[Task prompt] In the listing below, locate the line containing "of the corner"; reproduce that line and all lines that follow it, unchanged.

A run of records:
'''

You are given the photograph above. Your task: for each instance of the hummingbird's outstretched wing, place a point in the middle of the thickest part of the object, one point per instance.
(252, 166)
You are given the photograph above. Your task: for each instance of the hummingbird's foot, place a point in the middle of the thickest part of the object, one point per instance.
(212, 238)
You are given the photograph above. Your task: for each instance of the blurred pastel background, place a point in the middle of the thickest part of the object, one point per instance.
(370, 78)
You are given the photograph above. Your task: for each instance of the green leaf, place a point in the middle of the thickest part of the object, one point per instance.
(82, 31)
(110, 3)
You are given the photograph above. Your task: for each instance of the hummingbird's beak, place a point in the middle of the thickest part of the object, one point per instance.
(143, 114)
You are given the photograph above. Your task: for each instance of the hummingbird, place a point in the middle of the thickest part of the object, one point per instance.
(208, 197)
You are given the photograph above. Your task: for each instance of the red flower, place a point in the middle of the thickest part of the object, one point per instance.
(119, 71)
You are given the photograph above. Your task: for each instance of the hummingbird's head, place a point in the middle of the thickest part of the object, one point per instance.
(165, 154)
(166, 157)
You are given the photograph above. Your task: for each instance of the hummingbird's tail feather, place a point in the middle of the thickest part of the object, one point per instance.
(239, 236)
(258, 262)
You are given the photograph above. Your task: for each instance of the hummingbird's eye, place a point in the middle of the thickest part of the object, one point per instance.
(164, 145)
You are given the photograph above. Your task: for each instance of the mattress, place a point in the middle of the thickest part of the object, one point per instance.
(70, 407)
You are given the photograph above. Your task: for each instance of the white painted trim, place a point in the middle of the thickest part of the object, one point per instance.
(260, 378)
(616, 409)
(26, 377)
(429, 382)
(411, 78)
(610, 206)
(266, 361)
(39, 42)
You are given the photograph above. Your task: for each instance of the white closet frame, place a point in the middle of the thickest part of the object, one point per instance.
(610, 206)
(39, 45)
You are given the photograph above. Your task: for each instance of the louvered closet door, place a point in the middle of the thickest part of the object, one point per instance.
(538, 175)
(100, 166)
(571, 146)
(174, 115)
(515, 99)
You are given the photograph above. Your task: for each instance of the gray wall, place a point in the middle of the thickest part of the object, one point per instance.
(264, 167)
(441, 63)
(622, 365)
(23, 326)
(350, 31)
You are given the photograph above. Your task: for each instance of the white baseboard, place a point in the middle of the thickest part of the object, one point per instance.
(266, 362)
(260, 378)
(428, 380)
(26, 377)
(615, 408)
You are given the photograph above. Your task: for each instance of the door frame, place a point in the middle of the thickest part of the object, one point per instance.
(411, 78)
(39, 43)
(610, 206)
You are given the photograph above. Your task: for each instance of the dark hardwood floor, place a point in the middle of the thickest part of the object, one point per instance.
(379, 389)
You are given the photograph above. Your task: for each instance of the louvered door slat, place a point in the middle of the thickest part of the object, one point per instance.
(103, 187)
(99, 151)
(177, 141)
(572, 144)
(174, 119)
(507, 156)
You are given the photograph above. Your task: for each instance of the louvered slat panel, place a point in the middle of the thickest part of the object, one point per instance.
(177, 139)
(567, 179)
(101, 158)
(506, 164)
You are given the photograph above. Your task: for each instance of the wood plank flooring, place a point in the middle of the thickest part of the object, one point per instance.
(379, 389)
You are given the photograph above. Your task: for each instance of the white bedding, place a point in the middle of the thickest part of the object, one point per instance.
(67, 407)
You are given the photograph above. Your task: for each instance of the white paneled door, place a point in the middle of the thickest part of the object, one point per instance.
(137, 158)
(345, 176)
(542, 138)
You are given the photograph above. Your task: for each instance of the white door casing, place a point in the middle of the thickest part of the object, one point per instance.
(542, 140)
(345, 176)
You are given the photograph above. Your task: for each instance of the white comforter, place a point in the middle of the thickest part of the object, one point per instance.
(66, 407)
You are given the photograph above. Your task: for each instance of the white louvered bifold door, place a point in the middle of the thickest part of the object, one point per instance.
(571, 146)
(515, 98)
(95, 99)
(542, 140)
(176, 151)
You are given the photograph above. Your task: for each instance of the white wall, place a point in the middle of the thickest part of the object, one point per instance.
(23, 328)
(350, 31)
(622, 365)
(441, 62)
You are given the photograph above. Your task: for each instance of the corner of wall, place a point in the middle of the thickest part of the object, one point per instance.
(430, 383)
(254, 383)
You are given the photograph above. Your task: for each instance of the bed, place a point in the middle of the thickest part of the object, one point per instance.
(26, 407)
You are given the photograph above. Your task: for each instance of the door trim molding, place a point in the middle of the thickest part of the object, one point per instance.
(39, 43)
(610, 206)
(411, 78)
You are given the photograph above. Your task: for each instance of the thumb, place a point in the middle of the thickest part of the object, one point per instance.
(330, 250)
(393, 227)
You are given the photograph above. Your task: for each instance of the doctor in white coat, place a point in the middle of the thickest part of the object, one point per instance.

'''

[Answer to this exercise]
You are given the photograph above. Your task: for each instance of the corner of wall, place a point in the middle of the thickest part of the object, one point per instance.
(430, 383)
(254, 383)
You are given the photograph above. Your task: for each instance of the bed, place a point in the middle of the thickest part of the object, one point per instance.
(26, 407)
You are given the photograph above. Your task: for each instance of the door trim molding, place a point in the middle of the thickest part of the object, one point per instance.
(39, 43)
(610, 206)
(411, 78)
You are given the photograph above. Your task: for each instance of the thumb, place a point in the middle of the thickest part of the object, one point per instance.
(330, 250)
(393, 227)
You are given the photograph above. Your task: for each instance of the doctor in white coat, place a point in the middle of the thickest part of the object, one point per instance.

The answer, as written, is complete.